/---
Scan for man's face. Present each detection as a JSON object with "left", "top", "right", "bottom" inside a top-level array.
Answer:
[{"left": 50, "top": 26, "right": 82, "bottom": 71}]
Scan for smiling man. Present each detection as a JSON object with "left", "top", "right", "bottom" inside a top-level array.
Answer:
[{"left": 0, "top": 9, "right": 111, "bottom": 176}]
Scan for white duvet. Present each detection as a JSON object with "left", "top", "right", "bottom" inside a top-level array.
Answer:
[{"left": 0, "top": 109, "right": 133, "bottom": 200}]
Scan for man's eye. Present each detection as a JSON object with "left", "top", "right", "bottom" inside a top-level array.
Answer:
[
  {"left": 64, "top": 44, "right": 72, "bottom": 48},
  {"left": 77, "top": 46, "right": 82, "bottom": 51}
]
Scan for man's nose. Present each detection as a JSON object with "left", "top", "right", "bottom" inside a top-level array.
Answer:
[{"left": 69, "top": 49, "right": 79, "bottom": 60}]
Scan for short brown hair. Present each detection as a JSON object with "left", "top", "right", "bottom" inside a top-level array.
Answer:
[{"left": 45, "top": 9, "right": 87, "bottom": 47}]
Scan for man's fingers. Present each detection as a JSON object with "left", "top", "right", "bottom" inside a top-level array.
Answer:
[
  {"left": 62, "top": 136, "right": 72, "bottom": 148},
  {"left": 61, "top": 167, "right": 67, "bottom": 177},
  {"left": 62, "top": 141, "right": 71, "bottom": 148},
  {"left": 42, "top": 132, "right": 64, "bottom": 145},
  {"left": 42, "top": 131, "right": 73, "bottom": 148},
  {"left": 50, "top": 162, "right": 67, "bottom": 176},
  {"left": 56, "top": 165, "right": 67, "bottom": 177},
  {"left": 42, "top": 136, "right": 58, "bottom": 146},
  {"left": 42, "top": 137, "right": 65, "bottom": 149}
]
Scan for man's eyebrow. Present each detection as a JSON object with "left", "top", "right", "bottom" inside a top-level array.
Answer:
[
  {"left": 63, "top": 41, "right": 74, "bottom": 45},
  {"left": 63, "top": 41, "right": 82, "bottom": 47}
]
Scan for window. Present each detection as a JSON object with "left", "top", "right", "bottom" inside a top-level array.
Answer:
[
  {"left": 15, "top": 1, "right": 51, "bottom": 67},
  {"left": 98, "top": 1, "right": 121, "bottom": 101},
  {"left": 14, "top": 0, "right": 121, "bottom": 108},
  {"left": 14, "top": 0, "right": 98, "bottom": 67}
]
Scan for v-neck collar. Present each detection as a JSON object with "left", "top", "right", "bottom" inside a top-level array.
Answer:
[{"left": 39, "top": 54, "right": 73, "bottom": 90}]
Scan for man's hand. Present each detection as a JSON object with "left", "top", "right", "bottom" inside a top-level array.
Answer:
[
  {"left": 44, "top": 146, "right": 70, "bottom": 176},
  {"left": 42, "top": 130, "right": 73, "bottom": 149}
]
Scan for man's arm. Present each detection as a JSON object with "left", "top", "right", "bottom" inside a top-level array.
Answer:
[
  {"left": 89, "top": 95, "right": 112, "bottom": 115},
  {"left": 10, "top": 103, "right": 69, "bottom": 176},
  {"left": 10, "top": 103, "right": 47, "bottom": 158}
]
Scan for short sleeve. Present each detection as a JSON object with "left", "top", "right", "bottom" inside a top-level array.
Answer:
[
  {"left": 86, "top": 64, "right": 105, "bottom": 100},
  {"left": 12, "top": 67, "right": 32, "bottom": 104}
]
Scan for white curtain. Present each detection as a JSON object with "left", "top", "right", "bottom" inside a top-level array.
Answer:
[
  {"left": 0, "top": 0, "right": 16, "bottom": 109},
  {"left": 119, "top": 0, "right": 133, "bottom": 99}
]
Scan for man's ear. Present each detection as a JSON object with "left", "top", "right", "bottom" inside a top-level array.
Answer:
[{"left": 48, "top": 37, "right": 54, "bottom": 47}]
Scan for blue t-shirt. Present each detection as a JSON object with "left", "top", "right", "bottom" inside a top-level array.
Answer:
\---
**Aim of the task:**
Repeat each line above exactly as it stands.

**Exercise answer:**
Scan for man's face. Present each detection as a JSON object with "left", "top", "right", "bottom" inside a top-level array.
Answer:
[{"left": 50, "top": 26, "right": 82, "bottom": 71}]
Scan for smiling man. Present each detection as a JSON object with "left", "top", "right", "bottom" inside a top-level array.
Answer:
[{"left": 0, "top": 9, "right": 111, "bottom": 176}]
Scan for white duvet. Present each detection as a JSON object with "left", "top", "right", "bottom" inside a top-level array.
Answer:
[{"left": 0, "top": 109, "right": 133, "bottom": 200}]
Scan for man's eye. Present each detection as a JSON object with "left", "top", "right", "bottom" inside a top-level array.
Answer:
[
  {"left": 64, "top": 44, "right": 72, "bottom": 48},
  {"left": 77, "top": 46, "right": 82, "bottom": 51}
]
Scan for man's nose. Present each detection as a JSON object with "left", "top", "right", "bottom" inside a top-level array.
Answer:
[{"left": 69, "top": 49, "right": 79, "bottom": 60}]
Scan for short brown hair. Present each detection as a JSON object with "left", "top", "right", "bottom" inside a top-level array.
Answer:
[{"left": 45, "top": 9, "right": 87, "bottom": 47}]
Scan for man's fingers. Present each detection as a JSON object with "left", "top", "right", "bottom" inside a top-level array.
Answer:
[
  {"left": 62, "top": 136, "right": 72, "bottom": 148},
  {"left": 61, "top": 167, "right": 67, "bottom": 177},
  {"left": 62, "top": 141, "right": 71, "bottom": 148},
  {"left": 42, "top": 132, "right": 64, "bottom": 145},
  {"left": 42, "top": 131, "right": 73, "bottom": 148},
  {"left": 50, "top": 162, "right": 67, "bottom": 176},
  {"left": 56, "top": 165, "right": 67, "bottom": 177},
  {"left": 42, "top": 136, "right": 58, "bottom": 146},
  {"left": 42, "top": 137, "right": 65, "bottom": 149}
]
Scan for man's eyebrow. Present each detection as a JSON object with "left", "top", "right", "bottom" inside a top-level array.
Answer:
[
  {"left": 63, "top": 41, "right": 74, "bottom": 45},
  {"left": 63, "top": 41, "right": 82, "bottom": 47}
]
Scan for window. Present each detection as a JSON object with "left", "top", "right", "bottom" inside a top-level array.
Answer:
[
  {"left": 15, "top": 1, "right": 51, "bottom": 67},
  {"left": 98, "top": 1, "right": 121, "bottom": 101},
  {"left": 14, "top": 0, "right": 121, "bottom": 108},
  {"left": 14, "top": 0, "right": 98, "bottom": 67}
]
Scan for v-neck collar. Present each detection as a JSON object with "left", "top", "right", "bottom" inside a top-level array.
Answer:
[{"left": 39, "top": 54, "right": 73, "bottom": 90}]
Scan for man's hand. Present each detection as a JSON object with "left", "top", "right", "bottom" inside a top-level array.
Answer:
[
  {"left": 44, "top": 146, "right": 70, "bottom": 176},
  {"left": 42, "top": 130, "right": 73, "bottom": 149}
]
Scan for man's arm. Present each detection as a JSON object with "left", "top", "right", "bottom" inside a top-level array.
Answer:
[
  {"left": 89, "top": 95, "right": 112, "bottom": 115},
  {"left": 10, "top": 103, "right": 69, "bottom": 176},
  {"left": 10, "top": 103, "right": 47, "bottom": 158}
]
Scan for short sleeve. Present each detection as a JSON object with "left", "top", "right", "bottom" inside a top-level array.
Answer:
[
  {"left": 86, "top": 64, "right": 105, "bottom": 100},
  {"left": 12, "top": 67, "right": 32, "bottom": 104}
]
Scan for white curtain. Present each detection as a JSON object with "left", "top", "right", "bottom" inside a top-level array.
Answer:
[
  {"left": 0, "top": 0, "right": 16, "bottom": 109},
  {"left": 119, "top": 0, "right": 133, "bottom": 99}
]
Scan for man's ear. Present each detection as a JSON object with "left", "top", "right", "bottom" inside a top-level array.
Answer:
[{"left": 48, "top": 37, "right": 54, "bottom": 47}]
Scan for blue t-shirt. Present each detection as a JSON object with "left", "top", "right", "bottom" inside a top-level array.
Answer:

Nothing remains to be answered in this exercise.